◆ 本文:

:::::

****** 毎日新聞、栃木、2009年3月31日
佐野厚生総合病院:12月から産科休止
周産期医療機関、栃木病院も返上
リスクの高い妊娠に対応する地域周産期医療機関に認定されている佐野厚生総合病院(佐野市)が、12月から産科を休止することが分かった。また、国立病院機構栃木病院(宇都宮市)も2月に地域周産期医療機関の認定を県に返上していたことが分かった。07年の分娩(ぶんべん)数は、佐野厚生総合病院は540件、国立栃木病院は135件に上る。いずれも産科医の不足による対応で、地域の産科医療に深刻な影響を及ぼしそうだ。
佐野厚生総合病院は現在3人いる産科医が4月から2人に減る。11月まで予約が入っている分娩には対応するが、それ以降の新規出産は受け入れない。国立栃木病院も医師が減少し、産科は継続するもののハイリスク分娩には対応しない。
県医事厚生課によると、07年の県内医療機関での分娩は1万8335件。最も多いのは済生会宇都宮病院(宇都宮市)で1248件に上る。
比較的高度な医療設備とスタッフを抱え、異常妊娠に対応する地域周産期医療機関に認定されているのは、08年度で県内8病院。両病院の産科休止や認定返上により、認定病院は6病院に減り、宇都宮市内では済生会宇都宮病院、両毛地域では足利赤十字病院(足利市)のみになる。【葛西大博】
(毎日新聞、栃木、2009年3月31日)
****** 読売新聞、栃木、2009年3月28日
周産期医療センター 国立栃木認定返上
佐野厚生総合、出産休止へ
母体や胎児へのリスクが高い出産に対応する「地域周産期母子医療センター」が、現在の8病院から2減となる見通しであることが27日、わかった。国立病院機構栃木病院(宇都宮市中戸祭)が認定の返上を県に申し出たほか、佐野厚生総合病院(佐野市堀米町)が11月末で出産の扱いを休止する方針。いずれも医師不足を理由に挙げている。今後、緊急時や県南部の出産受け入れ体制に大きな影響が出る可能性がある。
県によると、国立栃木病院は現在2人いる産科常勤医が4月から1人となる見込みで、「医師不足のためハイリスク分娩に対応できない」と2月に返上の申し入れがあった。
認定返上は2007年11月の佐野市民病院、宇都宮社会保険病院に続いて3件目。
佐野厚生総合病院は、現在入っている11月までの予約には対応するが、新規の出産受け入れは休止する。同病院によると、2007年度に5人いた産科常勤医が08年度に3人に減少。3月末にはさらに1人が退職することになり、休止を決断したという。今後、新たな医師を確保できない場合は「センター認定を返上するしかない」と話している。
それぞれの病院の認定返上、出産休止は、27日に開かれた県周産期医療協議会で報告された。
国立栃木病院は、07年度から出産受け入れを縮小している。
一方、佐野厚生総合病院は年間約400件の出産を扱っており、佐野市内で出産を扱う医療機関3か所のうち救急搬送に対応できるのは同病院だけ。周辺の病院が受け入れを大幅に拡大しなければ、地元で出産施設が見つからない「お産難民」が発生する可能性もある。

:::::

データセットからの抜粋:
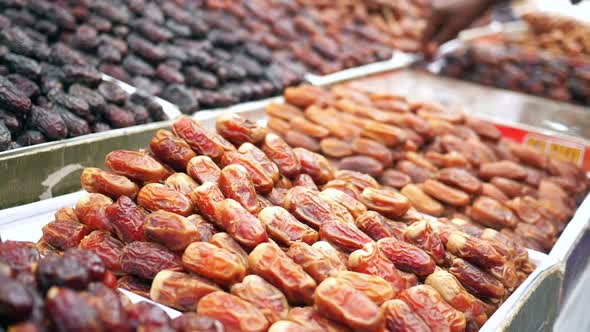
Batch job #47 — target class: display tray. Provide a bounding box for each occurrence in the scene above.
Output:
[0,189,563,332]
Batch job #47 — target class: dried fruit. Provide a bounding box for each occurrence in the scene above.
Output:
[143,210,200,251]
[150,270,220,311]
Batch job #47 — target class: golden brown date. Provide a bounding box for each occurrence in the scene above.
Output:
[150,270,221,311]
[320,137,352,158]
[215,199,268,248]
[469,196,518,229]
[258,206,319,246]
[446,231,506,268]
[197,291,269,332]
[421,179,469,206]
[215,113,266,146]
[436,167,482,194]
[289,116,330,139]
[262,133,301,177]
[424,269,488,331]
[105,150,170,182]
[221,151,274,194]
[293,148,334,185]
[381,299,431,332]
[172,116,235,160]
[334,170,380,191]
[348,242,407,296]
[320,188,367,221]
[287,307,350,332]
[399,285,466,332]
[191,181,225,222]
[286,242,346,283]
[186,156,221,184]
[80,167,139,199]
[314,278,381,331]
[164,172,199,198]
[150,129,196,170]
[75,194,113,231]
[219,165,260,214]
[137,183,195,217]
[448,258,505,298]
[320,220,373,253]
[361,188,411,218]
[248,243,317,305]
[182,242,246,286]
[401,184,444,217]
[238,142,280,182]
[266,103,303,120]
[283,129,320,152]
[284,187,335,229]
[405,220,446,265]
[143,210,200,251]
[335,271,395,305]
[377,237,436,276]
[231,274,289,323]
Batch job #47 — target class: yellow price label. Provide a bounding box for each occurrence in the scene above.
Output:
[547,143,582,165]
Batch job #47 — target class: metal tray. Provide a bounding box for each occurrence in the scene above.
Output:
[0,187,563,332]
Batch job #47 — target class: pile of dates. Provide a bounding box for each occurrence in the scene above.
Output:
[37,112,535,331]
[0,0,302,114]
[206,0,428,74]
[0,241,223,332]
[266,84,589,252]
[0,9,167,151]
[441,42,590,106]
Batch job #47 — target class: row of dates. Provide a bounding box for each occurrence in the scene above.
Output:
[266,85,588,251]
[30,108,534,331]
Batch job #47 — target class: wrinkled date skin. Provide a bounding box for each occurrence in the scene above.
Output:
[377,238,436,276]
[399,285,465,332]
[320,220,373,253]
[79,231,123,274]
[361,187,410,218]
[106,196,147,243]
[248,243,317,305]
[150,129,196,170]
[221,151,274,194]
[287,242,346,283]
[348,243,406,297]
[262,133,301,177]
[284,187,336,229]
[164,172,199,198]
[105,150,170,182]
[314,278,381,331]
[258,206,319,246]
[293,148,334,185]
[381,299,431,332]
[137,183,195,217]
[186,156,221,184]
[80,167,139,199]
[219,165,260,214]
[182,242,246,285]
[287,307,351,332]
[121,242,182,279]
[215,113,266,146]
[143,210,200,251]
[405,220,446,265]
[231,274,289,323]
[150,270,221,311]
[172,117,235,160]
[446,232,506,268]
[197,291,269,332]
[191,181,225,222]
[335,271,395,305]
[75,194,113,231]
[215,199,268,249]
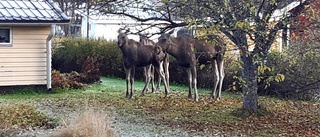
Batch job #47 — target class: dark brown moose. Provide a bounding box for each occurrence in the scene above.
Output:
[139,34,170,92]
[157,31,225,101]
[118,29,169,98]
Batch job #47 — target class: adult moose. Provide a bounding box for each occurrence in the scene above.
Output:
[139,34,170,91]
[118,29,169,98]
[157,31,225,101]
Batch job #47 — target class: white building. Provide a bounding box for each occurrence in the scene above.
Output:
[77,11,165,41]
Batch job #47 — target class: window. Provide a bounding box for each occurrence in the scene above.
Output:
[0,27,12,46]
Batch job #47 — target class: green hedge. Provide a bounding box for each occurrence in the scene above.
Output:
[52,38,237,90]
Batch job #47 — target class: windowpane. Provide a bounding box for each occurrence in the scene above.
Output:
[0,28,10,44]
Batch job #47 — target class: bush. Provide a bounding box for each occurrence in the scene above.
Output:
[52,38,238,90]
[264,42,320,100]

:::::

◆ 資料の読解:
A – 次の(i)〜(iii)が周産期医療の記事の内容と合っているかを、それぞれ「はい」か「いいえ」で答えてください。判断の根拠となる記事中の語句をそのまま引用して添えてください。
(i) 国立病院機構栃木病院は2月に地域周産期医療機関の認定を県に返上していた。
(ii) 佐野厚生総合病院の産科常勤医は、2007年度には3人だった。
(iii) 07年の県内医療機関での分娩数が最も多いのは済生会宇都宮病院である。
B – 周産期医療の記事の最後の文に続く部分を書いてください。

◆ 演習の結果:
A –
(i) はい。「国立病院機構栃木病院(宇都宮市)も2月に地域周産期医療機関の認定を県に返上していた」
(ii) いいえ。「2007年度に5人いた産科常勤医が08年度に3人に減少」
(iii) はい。「最も多いのは済生会宇都宮病院(宇都宮市)で1248件に上る」

B –
協議会では、「小児救急や高度な周産期医療を担う足利赤十字病院の負担増は避けられないのではないか」と懸念する声が上がった。
(読売新聞、栃木、2009年3月28日)
****** 下野新聞、2009年3月28日
佐野厚生病院、12月から産科休止 周産期機関返上へ
合併症などリスクの高い妊婦を受け入れる地域周産期医療機関に認定された佐野厚生総合病院(佐野市)が十二月から産科を休止する方針であることが二十七日、分かった。現在三人の産科常勤医が四月から二人に減るためで、十一月までのお産と産科救急も当面対応する予定という。出産前後の周産期医療体制を支える地域拠点病院がこのまま離脱すれば、弱体化は必至だ。
同日の県周産期医療協議会で病院関係者が報告した。
下野新聞社の取材に対し、現在診療している妊婦は責任を持ってお産まで担当するが、四月以降に常勤医が三人に戻らなければ、十一月いっぱいでお産を休止せざるを得ないという。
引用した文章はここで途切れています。